»»
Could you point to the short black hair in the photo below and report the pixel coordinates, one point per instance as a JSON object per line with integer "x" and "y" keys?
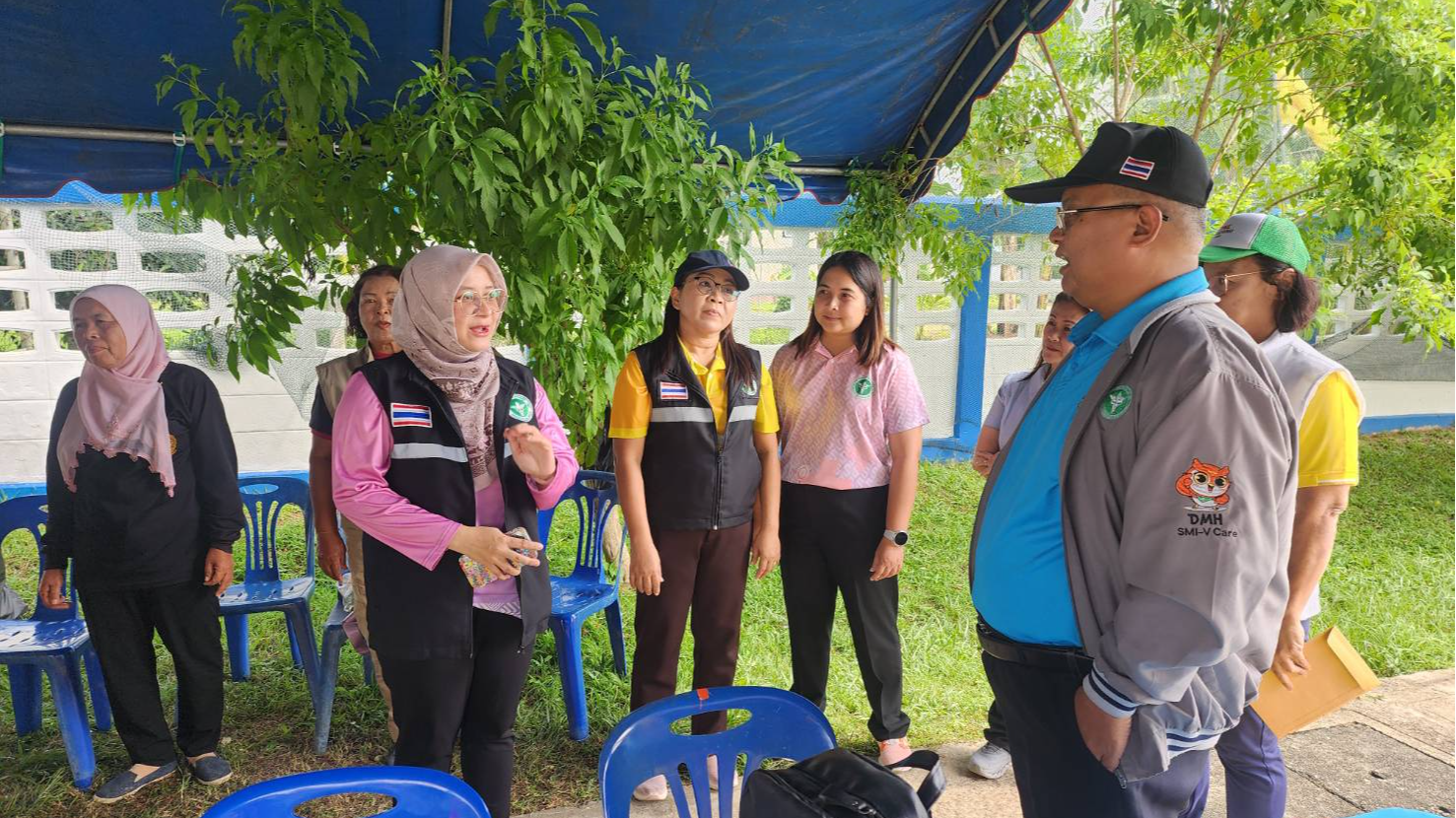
{"x": 351, "y": 308}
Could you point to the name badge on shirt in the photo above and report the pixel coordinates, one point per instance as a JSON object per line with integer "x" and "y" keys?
{"x": 409, "y": 415}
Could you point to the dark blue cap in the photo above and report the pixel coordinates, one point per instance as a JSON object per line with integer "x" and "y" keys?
{"x": 710, "y": 259}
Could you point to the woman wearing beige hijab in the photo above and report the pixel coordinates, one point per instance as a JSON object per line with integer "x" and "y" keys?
{"x": 440, "y": 455}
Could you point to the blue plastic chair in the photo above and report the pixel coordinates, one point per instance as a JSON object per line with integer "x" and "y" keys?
{"x": 332, "y": 647}
{"x": 417, "y": 792}
{"x": 262, "y": 586}
{"x": 781, "y": 725}
{"x": 54, "y": 643}
{"x": 585, "y": 592}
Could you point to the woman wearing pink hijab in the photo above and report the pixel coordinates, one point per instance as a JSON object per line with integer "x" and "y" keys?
{"x": 439, "y": 455}
{"x": 142, "y": 487}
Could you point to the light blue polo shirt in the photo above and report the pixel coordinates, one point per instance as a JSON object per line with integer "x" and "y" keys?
{"x": 1021, "y": 564}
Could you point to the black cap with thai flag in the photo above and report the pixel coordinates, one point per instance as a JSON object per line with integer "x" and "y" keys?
{"x": 1159, "y": 161}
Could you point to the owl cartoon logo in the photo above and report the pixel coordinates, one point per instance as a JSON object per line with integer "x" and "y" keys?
{"x": 1206, "y": 485}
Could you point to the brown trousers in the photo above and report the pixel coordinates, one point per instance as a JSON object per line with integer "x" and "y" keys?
{"x": 704, "y": 573}
{"x": 354, "y": 548}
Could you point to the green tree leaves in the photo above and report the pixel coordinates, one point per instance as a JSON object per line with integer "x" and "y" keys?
{"x": 585, "y": 173}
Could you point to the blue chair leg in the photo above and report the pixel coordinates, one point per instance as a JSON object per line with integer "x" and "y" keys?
{"x": 301, "y": 620}
{"x": 25, "y": 696}
{"x": 573, "y": 681}
{"x": 328, "y": 684}
{"x": 101, "y": 702}
{"x": 619, "y": 647}
{"x": 238, "y": 656}
{"x": 293, "y": 645}
{"x": 70, "y": 712}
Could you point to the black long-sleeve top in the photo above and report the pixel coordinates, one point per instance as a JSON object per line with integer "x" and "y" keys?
{"x": 119, "y": 525}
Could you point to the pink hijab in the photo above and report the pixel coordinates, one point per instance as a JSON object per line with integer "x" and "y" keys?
{"x": 121, "y": 411}
{"x": 424, "y": 330}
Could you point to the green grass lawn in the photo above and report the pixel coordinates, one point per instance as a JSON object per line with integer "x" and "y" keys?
{"x": 1389, "y": 588}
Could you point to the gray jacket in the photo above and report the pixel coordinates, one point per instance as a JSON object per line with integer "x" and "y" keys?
{"x": 1178, "y": 481}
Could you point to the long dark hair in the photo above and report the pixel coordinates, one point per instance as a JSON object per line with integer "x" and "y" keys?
{"x": 1297, "y": 295}
{"x": 870, "y": 336}
{"x": 665, "y": 350}
{"x": 351, "y": 310}
{"x": 1060, "y": 300}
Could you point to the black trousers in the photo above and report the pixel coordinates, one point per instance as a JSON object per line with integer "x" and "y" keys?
{"x": 1058, "y": 776}
{"x": 472, "y": 698}
{"x": 121, "y": 625}
{"x": 829, "y": 543}
{"x": 704, "y": 573}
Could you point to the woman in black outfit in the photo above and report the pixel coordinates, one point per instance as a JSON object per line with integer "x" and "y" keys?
{"x": 150, "y": 531}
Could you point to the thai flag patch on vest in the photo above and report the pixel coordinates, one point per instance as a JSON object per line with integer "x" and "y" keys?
{"x": 409, "y": 415}
{"x": 1138, "y": 168}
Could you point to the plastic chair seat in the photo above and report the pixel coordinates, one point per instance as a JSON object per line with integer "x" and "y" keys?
{"x": 22, "y": 640}
{"x": 571, "y": 595}
{"x": 249, "y": 597}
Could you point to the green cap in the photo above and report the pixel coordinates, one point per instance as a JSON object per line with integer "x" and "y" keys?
{"x": 1248, "y": 234}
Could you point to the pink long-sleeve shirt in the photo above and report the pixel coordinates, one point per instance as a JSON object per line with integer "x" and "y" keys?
{"x": 363, "y": 442}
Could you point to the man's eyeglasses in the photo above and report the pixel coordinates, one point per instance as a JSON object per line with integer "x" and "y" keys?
{"x": 1063, "y": 214}
{"x": 481, "y": 302}
{"x": 708, "y": 286}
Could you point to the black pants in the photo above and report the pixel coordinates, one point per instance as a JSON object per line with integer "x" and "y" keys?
{"x": 829, "y": 545}
{"x": 472, "y": 698}
{"x": 121, "y": 625}
{"x": 702, "y": 573}
{"x": 995, "y": 731}
{"x": 1058, "y": 775}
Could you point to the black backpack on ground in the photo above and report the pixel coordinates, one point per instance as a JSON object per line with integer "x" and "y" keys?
{"x": 840, "y": 784}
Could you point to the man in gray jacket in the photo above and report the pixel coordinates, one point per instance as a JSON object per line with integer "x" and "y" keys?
{"x": 1129, "y": 556}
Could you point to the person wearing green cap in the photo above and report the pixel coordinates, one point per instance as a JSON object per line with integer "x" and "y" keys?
{"x": 1255, "y": 264}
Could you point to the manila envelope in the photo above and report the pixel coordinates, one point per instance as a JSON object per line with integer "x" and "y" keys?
{"x": 1337, "y": 676}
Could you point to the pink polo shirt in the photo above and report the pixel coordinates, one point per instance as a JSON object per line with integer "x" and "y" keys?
{"x": 362, "y": 453}
{"x": 836, "y": 415}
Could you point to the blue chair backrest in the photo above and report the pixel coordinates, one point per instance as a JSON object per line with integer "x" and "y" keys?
{"x": 264, "y": 500}
{"x": 417, "y": 792}
{"x": 595, "y": 495}
{"x": 28, "y": 512}
{"x": 781, "y": 725}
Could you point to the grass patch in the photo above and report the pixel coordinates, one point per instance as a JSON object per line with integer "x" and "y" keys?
{"x": 1389, "y": 588}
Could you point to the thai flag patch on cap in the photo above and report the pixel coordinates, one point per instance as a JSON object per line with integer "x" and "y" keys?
{"x": 409, "y": 415}
{"x": 1138, "y": 168}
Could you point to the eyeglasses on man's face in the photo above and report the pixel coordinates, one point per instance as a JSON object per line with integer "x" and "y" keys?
{"x": 708, "y": 286}
{"x": 1063, "y": 222}
{"x": 481, "y": 302}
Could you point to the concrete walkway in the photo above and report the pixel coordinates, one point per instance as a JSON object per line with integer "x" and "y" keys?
{"x": 1394, "y": 747}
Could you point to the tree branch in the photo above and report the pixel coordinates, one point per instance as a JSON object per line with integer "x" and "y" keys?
{"x": 1062, "y": 92}
{"x": 1263, "y": 164}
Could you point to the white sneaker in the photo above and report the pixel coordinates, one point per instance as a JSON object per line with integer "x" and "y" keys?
{"x": 989, "y": 762}
{"x": 651, "y": 789}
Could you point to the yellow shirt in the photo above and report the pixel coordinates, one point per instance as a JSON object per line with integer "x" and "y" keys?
{"x": 632, "y": 403}
{"x": 1330, "y": 436}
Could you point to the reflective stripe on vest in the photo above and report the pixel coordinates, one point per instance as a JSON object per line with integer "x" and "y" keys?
{"x": 427, "y": 450}
{"x": 681, "y": 415}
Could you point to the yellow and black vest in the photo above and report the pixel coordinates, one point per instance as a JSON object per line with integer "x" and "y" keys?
{"x": 417, "y": 613}
{"x": 695, "y": 478}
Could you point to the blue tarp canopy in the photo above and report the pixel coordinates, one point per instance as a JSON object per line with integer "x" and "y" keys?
{"x": 838, "y": 82}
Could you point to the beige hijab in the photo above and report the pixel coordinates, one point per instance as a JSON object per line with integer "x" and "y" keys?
{"x": 424, "y": 329}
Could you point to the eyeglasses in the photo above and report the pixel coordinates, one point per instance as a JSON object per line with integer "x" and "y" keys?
{"x": 708, "y": 286}
{"x": 1063, "y": 214}
{"x": 481, "y": 302}
{"x": 1218, "y": 281}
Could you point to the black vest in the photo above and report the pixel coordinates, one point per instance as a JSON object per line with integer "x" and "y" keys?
{"x": 695, "y": 478}
{"x": 427, "y": 614}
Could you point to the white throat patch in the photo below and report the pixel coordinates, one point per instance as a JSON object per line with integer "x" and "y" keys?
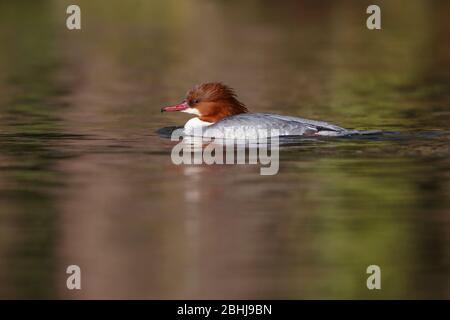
{"x": 195, "y": 123}
{"x": 191, "y": 111}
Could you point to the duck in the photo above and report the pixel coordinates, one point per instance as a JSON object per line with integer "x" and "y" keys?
{"x": 218, "y": 113}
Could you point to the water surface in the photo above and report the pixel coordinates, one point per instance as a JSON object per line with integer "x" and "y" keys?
{"x": 85, "y": 179}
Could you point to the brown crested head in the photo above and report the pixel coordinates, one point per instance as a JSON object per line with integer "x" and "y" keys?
{"x": 214, "y": 101}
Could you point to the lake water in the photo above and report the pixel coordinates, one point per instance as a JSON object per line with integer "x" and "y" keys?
{"x": 86, "y": 180}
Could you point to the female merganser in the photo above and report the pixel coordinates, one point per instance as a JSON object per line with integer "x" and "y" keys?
{"x": 219, "y": 114}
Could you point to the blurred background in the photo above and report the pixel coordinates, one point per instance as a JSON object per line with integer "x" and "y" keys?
{"x": 85, "y": 180}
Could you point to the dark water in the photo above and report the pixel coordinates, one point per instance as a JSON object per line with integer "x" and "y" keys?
««
• **WHAT YOU NEED TO DO**
Omit the pictures and retype exactly the lines from the one with "Could you point to the beige" through the final line, both ends included.

• **ANSWER TO THIS EXERCISE**
Could you point to the beige hijab in the photo above and report the pixel coordinates, one point per instance as a JSON object per line with integer "x" and "y" keys?
{"x": 424, "y": 329}
Could you point to the eyeglasses in the photo above and report the pixel coordinates, one point per instance as a JSON object per line with integer "x" and "y" keys?
{"x": 708, "y": 286}
{"x": 1063, "y": 214}
{"x": 481, "y": 302}
{"x": 1218, "y": 281}
Could you point to the black vest in the photo above and report the pixel coordinates, one point per instance as a JSON object per line with integer "x" and "y" keys?
{"x": 695, "y": 478}
{"x": 427, "y": 614}
Could you point to the white throat patch in the photo below and report the pixel coordinates, one point per instance as a JSON object per line with integer "x" and "y" keys?
{"x": 195, "y": 123}
{"x": 191, "y": 111}
Could you point to the duck in the photo above and report the pixel coordinates, one point per instance as a JSON object per line with integer "x" and "y" keys?
{"x": 218, "y": 113}
Could you point to the water surface in the photo above and report the pixel coordinates, one point per instance as a JSON object per line with integer "x" and "y" keys?
{"x": 85, "y": 179}
Could you point to the brown crested head in the photo above and report the pixel coordinates, one point per instance as a JSON object per line with integer "x" and "y" keys?
{"x": 214, "y": 101}
Could you point to the lake water in the photo above and report the pixel coordinates, one point per instance as a JSON object per line with integer "x" and "y" keys?
{"x": 86, "y": 180}
Could you point to the female merganser in the photo above and report the pixel coordinates, one point per instance as a JSON object per line with integer "x" and "y" keys?
{"x": 219, "y": 114}
Could you point to the blurred background in the photo above and report the pixel coordinates, one point per instance as a JSON object per line with integer "x" and "y" keys?
{"x": 85, "y": 180}
Could you point to the dark water in the photo above and report the pixel coordinates, one point per instance as a JSON object per line with integer "x" and "y" keys?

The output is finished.